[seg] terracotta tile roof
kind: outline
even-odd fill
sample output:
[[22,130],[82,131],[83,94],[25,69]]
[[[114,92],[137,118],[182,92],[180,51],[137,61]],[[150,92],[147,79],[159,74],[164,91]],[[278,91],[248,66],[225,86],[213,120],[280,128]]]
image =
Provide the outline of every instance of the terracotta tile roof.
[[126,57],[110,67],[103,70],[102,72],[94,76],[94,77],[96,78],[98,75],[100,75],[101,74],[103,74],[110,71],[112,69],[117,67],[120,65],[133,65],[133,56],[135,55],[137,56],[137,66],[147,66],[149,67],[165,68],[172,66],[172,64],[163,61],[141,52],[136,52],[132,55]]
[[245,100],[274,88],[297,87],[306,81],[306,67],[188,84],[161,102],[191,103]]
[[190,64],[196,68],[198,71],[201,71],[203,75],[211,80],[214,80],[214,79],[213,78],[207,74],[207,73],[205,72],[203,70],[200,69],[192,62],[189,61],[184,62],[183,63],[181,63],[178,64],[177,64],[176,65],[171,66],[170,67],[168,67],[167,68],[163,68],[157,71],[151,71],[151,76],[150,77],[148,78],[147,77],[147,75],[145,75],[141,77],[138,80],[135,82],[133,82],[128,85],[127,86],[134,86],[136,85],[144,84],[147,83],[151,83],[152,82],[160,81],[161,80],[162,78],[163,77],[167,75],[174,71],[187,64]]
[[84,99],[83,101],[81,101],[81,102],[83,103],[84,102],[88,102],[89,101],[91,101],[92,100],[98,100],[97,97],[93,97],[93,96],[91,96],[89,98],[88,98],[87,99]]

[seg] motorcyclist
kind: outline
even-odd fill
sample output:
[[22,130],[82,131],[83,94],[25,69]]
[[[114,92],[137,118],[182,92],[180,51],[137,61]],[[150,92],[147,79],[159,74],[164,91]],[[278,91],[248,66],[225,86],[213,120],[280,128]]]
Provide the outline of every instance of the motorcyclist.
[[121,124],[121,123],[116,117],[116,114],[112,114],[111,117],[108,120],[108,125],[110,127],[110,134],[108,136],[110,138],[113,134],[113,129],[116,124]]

.....

• [Stated exercise] Reproduce word for word the lines of the data from the one containing "[seg] motorcyclist" through the end of the data, including both.

• [Worked solution]
[seg] motorcyclist
kind: outline
even-odd fill
sample output:
[[22,130],[82,131],[83,94],[25,69]]
[[[114,92],[137,118],[182,92],[180,51],[137,61]],[[150,92],[147,79],[159,74],[164,91]],[[278,91],[248,66],[225,86],[213,120],[280,128]]]
Provide the outline of every instance of the motorcyclist.
[[121,124],[121,123],[116,117],[116,114],[112,114],[111,117],[108,120],[108,125],[110,127],[110,134],[108,136],[110,138],[113,134],[113,129],[116,124]]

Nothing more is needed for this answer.